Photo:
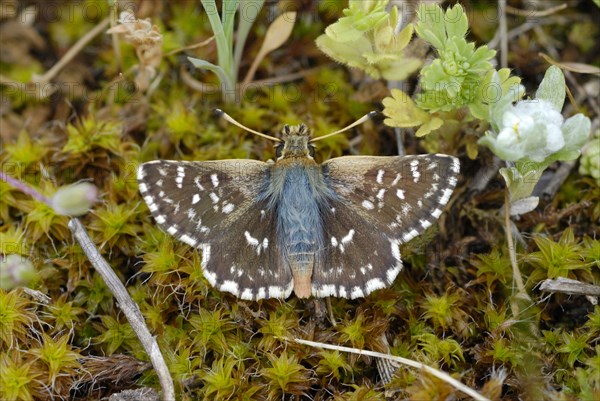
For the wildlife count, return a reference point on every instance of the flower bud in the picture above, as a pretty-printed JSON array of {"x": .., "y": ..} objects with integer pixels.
[
  {"x": 75, "y": 200},
  {"x": 16, "y": 271}
]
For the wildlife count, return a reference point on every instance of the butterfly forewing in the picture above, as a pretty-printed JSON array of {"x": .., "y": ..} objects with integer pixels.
[
  {"x": 380, "y": 202},
  {"x": 214, "y": 206}
]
* * * * * * * * *
**EXERCISE GOAL**
Convert the records into a numbered list with one line per item, omitting any blank lines and leaving out the pictures.

**WORKED ANSWER**
1. Photo:
2. For the wildlife count, return a reference point on every instance of the flower bud in the picture above, as a pretty-printed JSON array of {"x": .., "y": ..} objects with integer pixels.
3. [
4.   {"x": 75, "y": 200},
5.   {"x": 16, "y": 271}
6. ]
7. For the wildlife count, return a reference point on every instance of the butterfly forewing in the picture above, as a pretty-printed JSON array of {"x": .., "y": ..} objects with integer pixels.
8. [
9.   {"x": 380, "y": 202},
10.   {"x": 214, "y": 206}
11. ]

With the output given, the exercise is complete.